(Stored dataset items)
******************************
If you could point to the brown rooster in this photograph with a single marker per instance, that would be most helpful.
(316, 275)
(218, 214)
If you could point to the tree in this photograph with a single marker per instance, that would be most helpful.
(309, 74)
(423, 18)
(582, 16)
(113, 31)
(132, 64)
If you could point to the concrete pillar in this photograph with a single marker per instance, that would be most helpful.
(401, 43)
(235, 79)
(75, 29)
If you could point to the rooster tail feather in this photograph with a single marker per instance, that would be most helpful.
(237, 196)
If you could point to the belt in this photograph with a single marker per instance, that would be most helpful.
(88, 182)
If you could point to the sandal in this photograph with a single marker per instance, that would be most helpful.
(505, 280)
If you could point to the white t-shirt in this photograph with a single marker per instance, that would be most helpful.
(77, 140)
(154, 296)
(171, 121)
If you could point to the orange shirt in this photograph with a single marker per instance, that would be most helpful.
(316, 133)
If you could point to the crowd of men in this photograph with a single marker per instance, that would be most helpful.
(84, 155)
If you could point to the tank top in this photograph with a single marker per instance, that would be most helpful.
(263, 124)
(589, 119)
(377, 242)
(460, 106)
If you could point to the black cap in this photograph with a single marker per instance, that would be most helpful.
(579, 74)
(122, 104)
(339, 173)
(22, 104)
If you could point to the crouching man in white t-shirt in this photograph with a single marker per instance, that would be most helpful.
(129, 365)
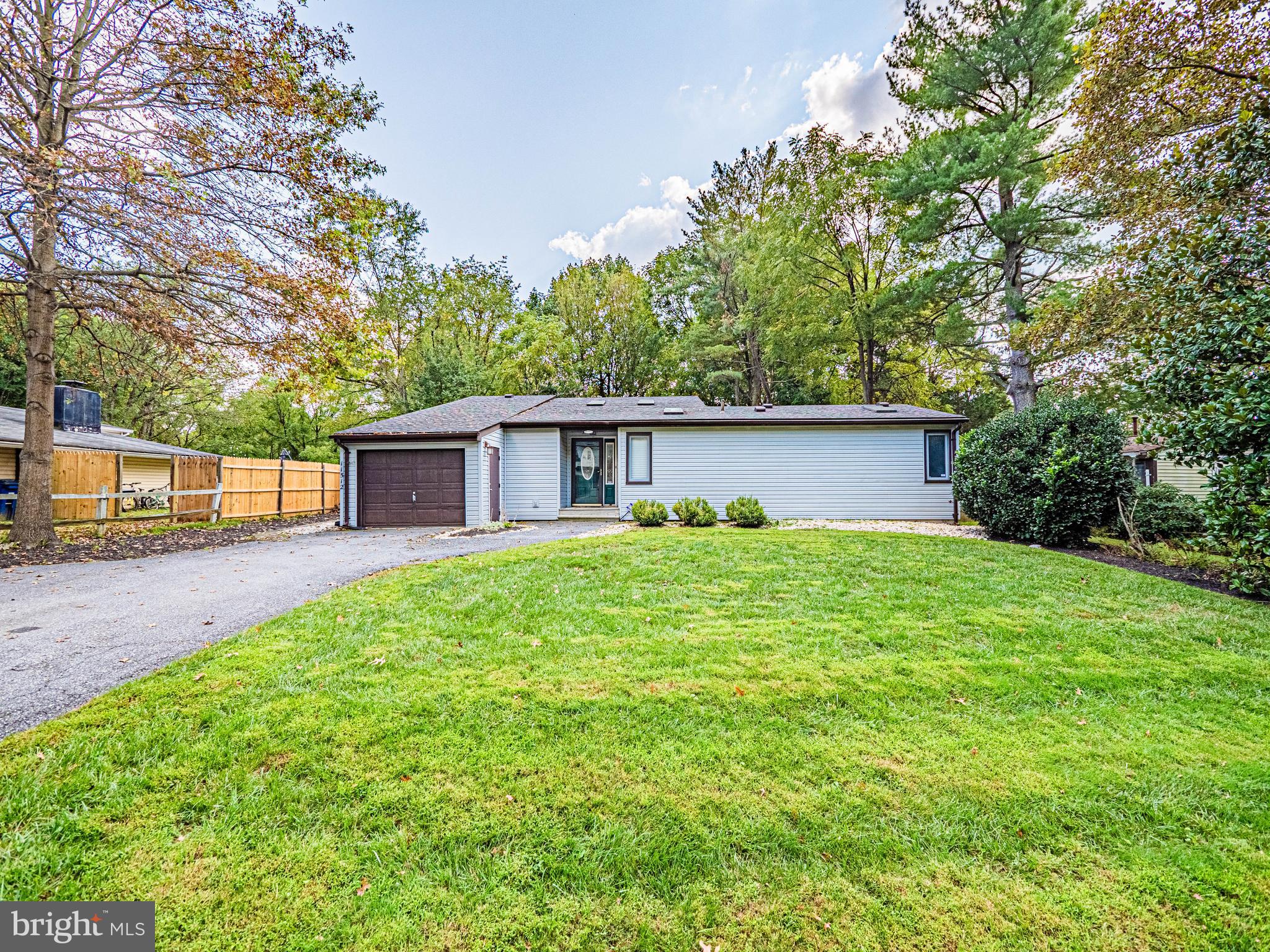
******************************
■ **ASSIGNMENT**: Give the records again exactly as they stand, so that only the pictures are missing.

■ **RESPONSE AREA**:
If you could point to the brown rooster in this photograph with a single marker per instance, that would be most helpful.
(316, 275)
(218, 214)
If you could point to the tree in this photograph with a single marker per instance, that would be most helpful.
(309, 74)
(423, 18)
(582, 16)
(113, 31)
(132, 64)
If you could point to the concrete pillar in this photograph with a single marker per instance, that would be most helpful.
(401, 43)
(235, 79)
(75, 29)
If you could point to the rooster tail feather in this photograph with a single marker per instance, that would be most helpful.
(237, 196)
If you could point to the belt in this photograph with a single marker per instance, that would be most helpful.
(88, 182)
If you could point to the sandal in this photograph with a single marker per instance, that would be most helpful.
(505, 280)
If you could point to the white t-shirt in this photograph with a single marker per instance, that would be most helpful.
(77, 140)
(154, 296)
(171, 121)
If you could point to the orange shirt in this photograph with a single marker per instance, that would be most helpful.
(316, 133)
If you could point to the crowd of men in this photograph with a single marker per instance, that would be most helpful.
(84, 155)
If you could point to the tank top in this photograph with a single marker per instance, that would be most helpful.
(263, 124)
(589, 119)
(377, 242)
(460, 106)
If you could point to the black cap in this photograph with a single marker per instance, that would be most helpful.
(579, 74)
(122, 104)
(339, 173)
(22, 104)
If you could point to the crouching man in white t-shirt in this photograph with a single marker per instance, that would be most helpful.
(129, 365)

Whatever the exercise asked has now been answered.